───── Supplied records
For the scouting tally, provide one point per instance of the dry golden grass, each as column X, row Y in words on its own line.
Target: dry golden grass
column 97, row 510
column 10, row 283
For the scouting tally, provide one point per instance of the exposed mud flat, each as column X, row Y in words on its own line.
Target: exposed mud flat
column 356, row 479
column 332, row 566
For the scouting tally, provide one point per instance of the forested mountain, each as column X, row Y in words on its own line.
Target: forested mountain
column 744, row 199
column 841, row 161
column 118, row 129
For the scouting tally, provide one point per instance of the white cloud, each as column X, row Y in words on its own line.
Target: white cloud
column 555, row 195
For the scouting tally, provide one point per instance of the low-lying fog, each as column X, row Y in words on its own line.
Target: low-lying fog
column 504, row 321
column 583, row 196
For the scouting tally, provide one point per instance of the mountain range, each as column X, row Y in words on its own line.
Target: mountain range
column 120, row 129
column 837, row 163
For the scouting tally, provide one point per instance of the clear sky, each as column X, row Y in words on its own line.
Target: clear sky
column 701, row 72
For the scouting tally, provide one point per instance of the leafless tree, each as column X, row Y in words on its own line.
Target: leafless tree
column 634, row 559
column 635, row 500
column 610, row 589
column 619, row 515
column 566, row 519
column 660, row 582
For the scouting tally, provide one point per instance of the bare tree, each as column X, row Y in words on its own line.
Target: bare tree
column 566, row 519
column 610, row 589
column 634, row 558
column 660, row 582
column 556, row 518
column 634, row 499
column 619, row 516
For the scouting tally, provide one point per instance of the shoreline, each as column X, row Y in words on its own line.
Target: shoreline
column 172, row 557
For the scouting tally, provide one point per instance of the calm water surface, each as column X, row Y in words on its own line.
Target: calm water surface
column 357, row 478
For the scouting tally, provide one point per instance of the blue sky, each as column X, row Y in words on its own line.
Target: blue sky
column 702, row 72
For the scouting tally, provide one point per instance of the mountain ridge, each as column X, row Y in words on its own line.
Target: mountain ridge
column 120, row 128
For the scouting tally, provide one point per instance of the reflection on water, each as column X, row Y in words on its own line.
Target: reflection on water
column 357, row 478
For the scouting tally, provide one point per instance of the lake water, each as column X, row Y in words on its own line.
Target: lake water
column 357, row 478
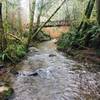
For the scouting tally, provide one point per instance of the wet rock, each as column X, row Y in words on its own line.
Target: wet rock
column 1, row 66
column 14, row 72
column 33, row 49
──────────
_Set problem_
Please retype every item above line for line, leaving the pictures out.

_Response_
For the scouting tally, provide one point per instance of the dry golden grass, each as column X, row Y in words on its own line.
Target: dry golden grass
column 97, row 510
column 10, row 283
For the scouting tally, provide one point per instance of the exposed mud flat, each as column X, row Y in words on its own line.
Target: exposed mud flat
column 356, row 479
column 332, row 566
For the scouting tally, provide one point per instance of the forested mountain, each as column X, row Y in words on its own line.
Target: forested mountain
column 744, row 199
column 841, row 161
column 118, row 129
For the scouting tally, provide one point per instance of the white cloud, each as column X, row Y in words on its own line.
Target: white cloud
column 555, row 195
For the scouting tally, provide one point per instance of the low-lying fog, each as column X, row Y in words on its own line.
Target: low-lying fog
column 504, row 321
column 583, row 196
For the scouting tally, provide one point per instance of the mountain range, each as column X, row Y in words on its own line.
Target: mountain range
column 120, row 129
column 837, row 163
For the scouting tally, provide one point per instance of the clear sky, each as column X, row Y in words on its own line.
Target: clear sky
column 701, row 72
For the scouting tally, provide one point per instance of the leafless tree, each as column X, row Y in words on its own line.
Target: leafless tree
column 634, row 559
column 635, row 500
column 610, row 589
column 619, row 515
column 566, row 519
column 660, row 582
For the scouting tally, provide one point per instance of the bare tree, each as column X, row Y in words on its own line.
Target: bare tree
column 566, row 519
column 610, row 589
column 634, row 558
column 660, row 582
column 556, row 518
column 634, row 499
column 619, row 516
For the scouting tally, provide one point per instance of the shoreline, each as column X, row Y in words on its own line.
Target: shoreline
column 172, row 557
For the scouting tally, provide one point per instance of the calm water surface, each as column X, row Y in words on its own line.
Target: calm water surface
column 357, row 478
For the scouting tally, provide one point per instance of the blue sky, each as column X, row Y in words on its own line.
Target: blue sky
column 702, row 72
For the scouting tally, provide one point per instance of the mountain ridge, each as column X, row Y in words on its own line.
Target: mountain ridge
column 120, row 128
For the scouting tally, provide one point per instance of the reflection on water, each as column X, row Y in words on its own line.
Target: reflection on water
column 357, row 478
For the scouting tally, provide one point per instance of the lake water, each as column X, row Y in words on its own line.
Target: lake water
column 357, row 478
For the scouting tally, provide one point per instance of the wet rock, each as column X, row Y in words on its own line.
Target: wet rock
column 1, row 66
column 14, row 72
column 33, row 49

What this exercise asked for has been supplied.